WRITTEN REQUEST:
Reproduce the overlay address lookup passage from "If I have an" up to and including "generally by Triton.", renaming "authoritative source" to "canonical source" throughout.

When doing these searches, we break addresses into three different categories.

VL3 address A guest container or VM Layer 3 address (usually IP or IPv6). This address is on an overlay network and private to that customer.
VL2 address A guest MAC address that is on an overlay network. This MAC address, is assigned by NAPI.
UL3 address This is an underlay layer 3 address. Every CN has one of these. This is the address that encapsulated packets are sent to and from. The UL3 network is one which no one should be able to access.

There are two different questions that get asked:

If I have an IP address, what is the corresponding MAC address? (VL3->VL2 lookup)
If I have a MAC address, what is the IP address of the physical machine the container or hardware VM lives on? (VL2->UL3 lookup)

The authoritative source for this information is a Moray database that is owned by NAPI. Note, this may be a different moray instance than the one that is used more generally by Triton.

Compute nodes initiate these lookups; however, they don't directly query the moray database. Instead, they query one of many instances of the Portolan service. The compute node's use a simple TCP binary protocol to make lookup requests and service the container or instance. For specifics on the protocol, please see the protocol design document on the Portolan repository.

The overall flow of a look up request is based on the following image:

                                                       +------+------+
                                 +------------+    +---| CN 0 | CN 1 |
  +-----------------+         +--| Portolan 0 |----|   +------+------+
  |                 |         |  +------------+    +---| CN 2 | CN 3 |
  |  Moray Database |         |                    |   +------+------+
  |                 |         |  +------------+    +---| CN 4 | CN 5 |
  | Updated by NAPI |---------+--| Portolan 1 |----|   +------+------+
  |  and Portolan   |         |  +------------+    +---| CN 6 | CN 7 |
  |                 |         |                    |   +------+------+
  +-----------------+         |  +------------+    +---| CN 8 | CN 9 |
                              +--| Portolan 2 |----|   +------+------+
                                 +------------+    +---| CN ...      |
                                                       +-------------+

The portolan service is registered in DNS. The various CNs end up doing a DNS lookup to determine the set up portolan services that exist and maintain connections to them, performing round robins and removing bad connections that are no longer valid.

[Coordinate labeling data]
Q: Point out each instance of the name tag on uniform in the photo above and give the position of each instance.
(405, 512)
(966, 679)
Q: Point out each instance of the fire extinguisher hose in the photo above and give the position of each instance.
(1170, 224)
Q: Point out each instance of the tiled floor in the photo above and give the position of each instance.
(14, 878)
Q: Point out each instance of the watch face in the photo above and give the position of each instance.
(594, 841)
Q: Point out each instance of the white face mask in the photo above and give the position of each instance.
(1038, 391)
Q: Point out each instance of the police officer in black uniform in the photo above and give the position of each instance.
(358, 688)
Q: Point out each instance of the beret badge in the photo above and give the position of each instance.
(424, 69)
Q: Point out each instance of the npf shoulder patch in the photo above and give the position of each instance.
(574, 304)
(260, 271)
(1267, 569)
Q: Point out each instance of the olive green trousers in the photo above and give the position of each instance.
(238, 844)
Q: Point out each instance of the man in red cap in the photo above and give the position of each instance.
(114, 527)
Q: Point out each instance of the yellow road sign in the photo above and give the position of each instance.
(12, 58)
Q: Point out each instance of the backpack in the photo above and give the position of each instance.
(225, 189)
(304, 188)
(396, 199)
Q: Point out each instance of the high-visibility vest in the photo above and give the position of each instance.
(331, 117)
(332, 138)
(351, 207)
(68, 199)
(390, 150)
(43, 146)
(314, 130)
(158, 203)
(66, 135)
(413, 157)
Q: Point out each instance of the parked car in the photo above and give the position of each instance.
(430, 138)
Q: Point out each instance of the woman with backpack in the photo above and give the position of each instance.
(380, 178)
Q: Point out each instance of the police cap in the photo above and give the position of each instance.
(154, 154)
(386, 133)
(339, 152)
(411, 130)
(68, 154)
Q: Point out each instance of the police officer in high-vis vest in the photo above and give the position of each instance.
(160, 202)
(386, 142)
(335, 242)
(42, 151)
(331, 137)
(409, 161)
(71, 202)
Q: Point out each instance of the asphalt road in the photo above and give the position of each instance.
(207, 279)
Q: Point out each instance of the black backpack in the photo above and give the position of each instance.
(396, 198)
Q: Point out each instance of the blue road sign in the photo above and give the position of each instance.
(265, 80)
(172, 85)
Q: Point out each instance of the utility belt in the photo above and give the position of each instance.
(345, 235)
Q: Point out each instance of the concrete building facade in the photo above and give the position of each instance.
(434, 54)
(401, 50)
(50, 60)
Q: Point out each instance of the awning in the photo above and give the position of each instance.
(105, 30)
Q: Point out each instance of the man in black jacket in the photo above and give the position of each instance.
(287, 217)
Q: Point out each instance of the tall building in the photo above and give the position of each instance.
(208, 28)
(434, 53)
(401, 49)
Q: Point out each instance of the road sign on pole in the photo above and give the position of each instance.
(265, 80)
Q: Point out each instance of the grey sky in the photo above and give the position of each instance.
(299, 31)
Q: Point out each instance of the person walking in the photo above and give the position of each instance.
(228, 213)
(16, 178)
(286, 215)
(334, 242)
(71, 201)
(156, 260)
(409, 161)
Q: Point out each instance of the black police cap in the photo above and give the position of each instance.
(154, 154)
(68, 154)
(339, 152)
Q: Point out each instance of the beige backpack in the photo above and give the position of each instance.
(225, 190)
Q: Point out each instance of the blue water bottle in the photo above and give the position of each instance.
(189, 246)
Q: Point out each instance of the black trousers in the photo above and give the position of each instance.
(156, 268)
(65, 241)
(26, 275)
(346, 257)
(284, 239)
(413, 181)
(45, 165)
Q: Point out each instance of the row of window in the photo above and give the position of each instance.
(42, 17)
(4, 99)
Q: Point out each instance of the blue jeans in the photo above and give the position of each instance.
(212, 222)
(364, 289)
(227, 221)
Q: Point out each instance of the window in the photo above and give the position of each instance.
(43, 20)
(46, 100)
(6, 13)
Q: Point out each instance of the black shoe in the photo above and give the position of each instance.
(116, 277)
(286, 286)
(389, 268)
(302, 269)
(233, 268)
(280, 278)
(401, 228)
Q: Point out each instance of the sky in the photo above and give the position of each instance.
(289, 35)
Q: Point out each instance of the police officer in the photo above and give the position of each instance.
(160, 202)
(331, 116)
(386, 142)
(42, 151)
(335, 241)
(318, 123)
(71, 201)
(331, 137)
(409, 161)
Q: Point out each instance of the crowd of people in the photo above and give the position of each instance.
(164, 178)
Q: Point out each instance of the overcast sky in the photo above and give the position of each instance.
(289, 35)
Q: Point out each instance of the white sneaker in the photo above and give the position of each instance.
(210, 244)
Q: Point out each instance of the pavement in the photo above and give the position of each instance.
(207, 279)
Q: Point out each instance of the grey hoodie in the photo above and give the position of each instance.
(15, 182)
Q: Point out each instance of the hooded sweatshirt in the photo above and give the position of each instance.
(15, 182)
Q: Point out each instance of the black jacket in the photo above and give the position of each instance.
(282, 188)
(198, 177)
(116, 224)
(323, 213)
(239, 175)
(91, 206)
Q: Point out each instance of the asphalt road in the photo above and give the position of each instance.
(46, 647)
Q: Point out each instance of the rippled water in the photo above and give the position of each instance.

THE COMPLETED TASK:
If I have an IP address, what is the corresponding MAC address? (VL3->VL2 lookup)
If I have a MAC address, what is the IP address of the physical machine the container or hardware VM lives on? (VL2->UL3 lookup)

The canonical source for this information is a Moray database that is owned by NAPI. Note, this may be a different moray instance than the one that is used more generally by Triton.